CONSIGNE A - Présentez sous forme de liste JSON de chaînes, à raison d'une chaîne par ligne et sans les lignes vides, uniquement les lignes des entrées qui vont de celle contenant « task | put one marker on every instance of the exposed », incluse, jusqu'à la dernière ligne des entrées.
++++++++
Réponse des syndicats mondiaux à la Déclaration politique de la CSW64

En tant que mouvement syndical mondial représentant plus de 80 millions de travailleuses de tous les secteurs et de toutes les chaînes d'approvisionnement dans toutes les régions du monde, nous nous sentons obligées d'exprimer notre profonde déception face à la Déclaration politique faible et peu inspirée résultant de la 64e session de la Commission de la condition de la femme des Nations Unies, qui a été remplacée par une réunion de procédure d'une journée.

Cette déclaration politique ne livre pas le message d'espoir, d'encouragement et d'engagement attendu et mérité par les femmes du monde entier. C'est une année critique : un anniversaire pour réaffirmer l'engagement envers les objectifs de la Déclaration et du Programme d'action de grande envergure adoptés lors de la 4e Conférence mondiale des Nations Unies sur les femmes à Beijing il y a 25 ans.

Le Programme d'action de Beijing est un document novateur et ambitieux qui identifie certains des principaux obstacles structurels à la réalisation des droits fondamentaux des femmes. Il mettait en évidence 12 "domaines critiques" et définissait 50 objectifs stratégiques qui demandent aux gouvernements, aux institutions financières internationales, au secteur privé, aux gouvernements donateurs, à la société civile et aux syndicats de prendre des mesures concrètes pour réaliser les droits fondamentaux des femmes, en particulier ceux des plus marginalisées, y compris les femmes de couleur.

La déclaration politique adoptée par les gouvernements lors de la 64e session réduite de la Commission de la condition de la femme (CSW64) aurait dû proposer une évaluation claire de la mise en œuvre et un engagement ambitieux et tourné vers l'avenir pour intensifier l'action.

Elle aurait dû reconnaître les menaces globales actuelles visant la paix et la démocratie, l'environnement, les droits humains, les droits des travailleurs et les droits des femmes.

Elle aurait dû proposer une vision progressiste et féministe pour contrer ces menaces et donner un nouvel élan à notre avancée collective mondiale vers l'égalité des genres et la justice sociale.
++++++++
CONSIGNE B - Reproduisez intégralement et à l'identique la réponse syndicale à la CSW64.
++++++++
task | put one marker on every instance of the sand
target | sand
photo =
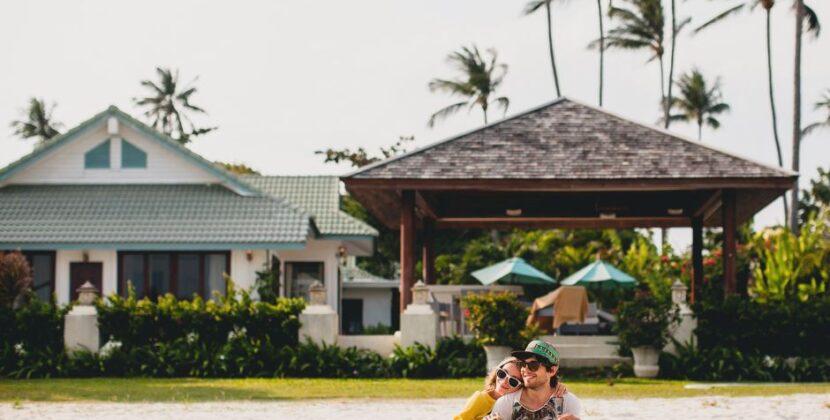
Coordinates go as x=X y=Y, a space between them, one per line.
x=790 y=407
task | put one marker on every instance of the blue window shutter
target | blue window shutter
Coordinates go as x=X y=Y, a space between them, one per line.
x=131 y=156
x=98 y=157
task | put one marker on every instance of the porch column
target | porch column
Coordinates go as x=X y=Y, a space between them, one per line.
x=407 y=247
x=428 y=251
x=729 y=241
x=697 y=257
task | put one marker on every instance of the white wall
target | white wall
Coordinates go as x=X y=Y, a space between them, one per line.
x=109 y=278
x=315 y=251
x=65 y=164
x=377 y=304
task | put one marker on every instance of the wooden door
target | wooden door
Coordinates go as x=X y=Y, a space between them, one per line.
x=80 y=273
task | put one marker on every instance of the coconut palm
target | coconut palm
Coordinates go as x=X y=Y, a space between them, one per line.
x=601 y=47
x=530 y=8
x=823 y=103
x=168 y=104
x=750 y=5
x=698 y=102
x=639 y=27
x=478 y=83
x=38 y=122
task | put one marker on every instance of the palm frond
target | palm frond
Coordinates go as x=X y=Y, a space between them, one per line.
x=720 y=17
x=445 y=112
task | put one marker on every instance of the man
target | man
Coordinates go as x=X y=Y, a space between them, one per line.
x=539 y=364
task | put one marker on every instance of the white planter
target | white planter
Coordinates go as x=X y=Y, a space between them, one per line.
x=646 y=362
x=495 y=354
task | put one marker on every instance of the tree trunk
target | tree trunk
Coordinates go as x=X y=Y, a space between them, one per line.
x=662 y=86
x=550 y=48
x=772 y=107
x=799 y=28
x=601 y=50
x=667 y=105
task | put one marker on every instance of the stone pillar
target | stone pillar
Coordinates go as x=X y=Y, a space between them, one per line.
x=318 y=321
x=419 y=322
x=80 y=331
x=683 y=332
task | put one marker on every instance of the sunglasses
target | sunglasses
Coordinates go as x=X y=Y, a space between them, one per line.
x=531 y=366
x=511 y=380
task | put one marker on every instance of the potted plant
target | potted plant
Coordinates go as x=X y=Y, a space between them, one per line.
x=498 y=322
x=644 y=325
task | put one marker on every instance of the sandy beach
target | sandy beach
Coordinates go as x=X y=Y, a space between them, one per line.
x=790 y=407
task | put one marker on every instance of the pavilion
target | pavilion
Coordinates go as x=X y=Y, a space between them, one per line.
x=565 y=165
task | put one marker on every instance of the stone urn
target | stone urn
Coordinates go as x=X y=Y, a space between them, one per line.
x=646 y=361
x=495 y=354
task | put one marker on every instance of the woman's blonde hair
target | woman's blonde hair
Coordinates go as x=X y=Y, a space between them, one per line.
x=490 y=380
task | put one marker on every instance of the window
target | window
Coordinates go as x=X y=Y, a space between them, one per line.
x=42 y=264
x=300 y=276
x=98 y=157
x=132 y=156
x=184 y=274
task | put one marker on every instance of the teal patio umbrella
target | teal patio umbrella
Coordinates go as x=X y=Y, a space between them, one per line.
x=512 y=271
x=599 y=274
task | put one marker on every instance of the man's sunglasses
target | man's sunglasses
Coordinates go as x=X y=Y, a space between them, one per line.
x=531 y=366
x=511 y=380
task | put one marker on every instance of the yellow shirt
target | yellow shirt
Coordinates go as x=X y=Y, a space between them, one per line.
x=478 y=406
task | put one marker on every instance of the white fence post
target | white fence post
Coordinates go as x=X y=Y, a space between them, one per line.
x=80 y=328
x=419 y=322
x=684 y=331
x=319 y=322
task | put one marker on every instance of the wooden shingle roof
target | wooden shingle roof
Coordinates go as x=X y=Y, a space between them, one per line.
x=568 y=140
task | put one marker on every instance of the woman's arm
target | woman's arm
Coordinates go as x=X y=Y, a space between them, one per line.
x=478 y=405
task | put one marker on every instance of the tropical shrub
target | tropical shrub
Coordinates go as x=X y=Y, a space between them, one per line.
x=31 y=340
x=496 y=319
x=15 y=280
x=789 y=266
x=645 y=321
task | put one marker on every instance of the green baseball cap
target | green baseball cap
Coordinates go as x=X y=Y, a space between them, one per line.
x=541 y=349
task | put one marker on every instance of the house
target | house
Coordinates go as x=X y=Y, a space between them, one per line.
x=114 y=202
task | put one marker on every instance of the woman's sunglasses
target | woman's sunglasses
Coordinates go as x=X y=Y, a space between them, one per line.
x=511 y=380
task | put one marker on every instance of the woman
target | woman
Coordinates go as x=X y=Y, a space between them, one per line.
x=504 y=379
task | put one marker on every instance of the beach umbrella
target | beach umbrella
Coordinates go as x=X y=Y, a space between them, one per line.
x=599 y=274
x=512 y=271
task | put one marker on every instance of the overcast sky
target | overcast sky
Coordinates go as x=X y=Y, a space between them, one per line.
x=283 y=79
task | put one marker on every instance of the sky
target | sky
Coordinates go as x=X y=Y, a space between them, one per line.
x=283 y=79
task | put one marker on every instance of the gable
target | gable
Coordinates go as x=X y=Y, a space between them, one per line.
x=137 y=155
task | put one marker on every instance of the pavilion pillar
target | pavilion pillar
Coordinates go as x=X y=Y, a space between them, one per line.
x=407 y=247
x=730 y=249
x=697 y=257
x=428 y=251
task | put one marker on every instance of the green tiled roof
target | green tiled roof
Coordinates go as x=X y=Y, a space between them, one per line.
x=318 y=196
x=136 y=216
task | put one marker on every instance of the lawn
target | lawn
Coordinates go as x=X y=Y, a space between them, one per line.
x=194 y=390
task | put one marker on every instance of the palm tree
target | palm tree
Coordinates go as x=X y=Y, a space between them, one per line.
x=532 y=7
x=480 y=80
x=638 y=28
x=813 y=27
x=601 y=50
x=167 y=104
x=823 y=103
x=38 y=123
x=698 y=102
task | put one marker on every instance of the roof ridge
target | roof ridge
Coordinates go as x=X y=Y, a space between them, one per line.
x=684 y=138
x=372 y=166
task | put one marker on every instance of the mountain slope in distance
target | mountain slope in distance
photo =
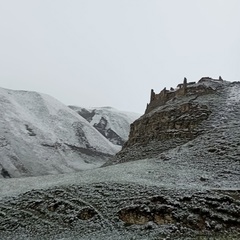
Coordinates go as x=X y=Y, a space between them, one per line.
x=39 y=135
x=113 y=124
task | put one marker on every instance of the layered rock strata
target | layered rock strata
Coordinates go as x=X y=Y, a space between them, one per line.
x=178 y=116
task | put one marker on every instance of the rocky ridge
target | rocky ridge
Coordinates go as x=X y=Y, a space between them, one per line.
x=203 y=109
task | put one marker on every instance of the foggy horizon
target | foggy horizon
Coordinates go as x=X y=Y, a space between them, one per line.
x=112 y=53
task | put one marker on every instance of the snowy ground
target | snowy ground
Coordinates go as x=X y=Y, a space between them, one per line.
x=188 y=192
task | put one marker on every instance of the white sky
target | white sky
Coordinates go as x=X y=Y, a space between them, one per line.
x=112 y=52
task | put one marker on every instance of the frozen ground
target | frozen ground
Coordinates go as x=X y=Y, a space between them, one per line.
x=110 y=122
x=146 y=199
x=191 y=191
x=39 y=135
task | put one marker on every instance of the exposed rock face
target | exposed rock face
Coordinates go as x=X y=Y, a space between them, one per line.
x=176 y=117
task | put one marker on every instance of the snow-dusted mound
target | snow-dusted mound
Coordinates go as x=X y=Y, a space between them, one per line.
x=39 y=135
x=111 y=123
++++++++
RÉSULTAT A -
[
  "task | put one marker on every instance of the exposed rock face",
  "target | exposed rock face",
  "Coordinates go as x=X y=Y, a space between them, one per line.",
  "x=176 y=117",
  "task | put one marker on every instance of the snow-dusted mound",
  "target | snow-dusted mound",
  "Coordinates go as x=X y=Y, a space between them, one per line.",
  "x=39 y=135",
  "x=111 y=123"
]

RÉSULTAT B -
Réponse des syndicats mondiaux à la Déclaration politique de la CSW64

En tant que mouvement syndical mondial représentant plus de 80 millions de travailleuses de tous les secteurs et de toutes les chaînes d'approvisionnement dans toutes les régions du monde, nous nous sentons obligées d'exprimer notre profonde déception face à la Déclaration politique faible et peu inspirée résultant de la 64e session de la Commission de la condition de la femme des Nations Unies, qui a été remplacée par une réunion de procédure d'une journée.

Cette déclaration politique ne livre pas le message d'espoir, d'encouragement et d'engagement attendu et mérité par les femmes du monde entier. C'est une année critique : un anniversaire pour réaffirmer l'engagement envers les objectifs de la Déclaration et du Programme d'action de grande envergure adoptés lors de la 4e Conférence mondiale des Nations Unies sur les femmes à Beijing il y a 25 ans.

Le Programme d'action de Beijing est un document novateur et ambitieux qui identifie certains des principaux obstacles structurels à la réalisation des droits fondamentaux des femmes. Il mettait en évidence 12 "domaines critiques" et définissait 50 objectifs stratégiques qui demandent aux gouvernements, aux institutions financières internationales, au secteur privé, aux gouvernements donateurs, à la société civile et aux syndicats de prendre des mesures concrètes pour réaliser les droits fondamentaux des femmes, en particulier ceux des plus marginalisées, y compris les femmes de couleur.

La déclaration politique adoptée par les gouvernements lors de la 64e session réduite de la Commission de la condition de la femme (CSW64) aurait dû proposer une évaluation claire de la mise en œuvre et un engagement ambitieux et tourné vers l'avenir pour intensifier l'action.

Elle aurait dû reconnaître les menaces globales actuelles visant la paix et la démocratie, l'environnement, les droits humains, les droits des travailleurs et les droits des femmes.

Elle aurait dû proposer une vision progressiste et féministe pour contrer ces menaces et donner un nouvel élan à notre avancée collective mondiale vers l'égalité des genres et la justice sociale.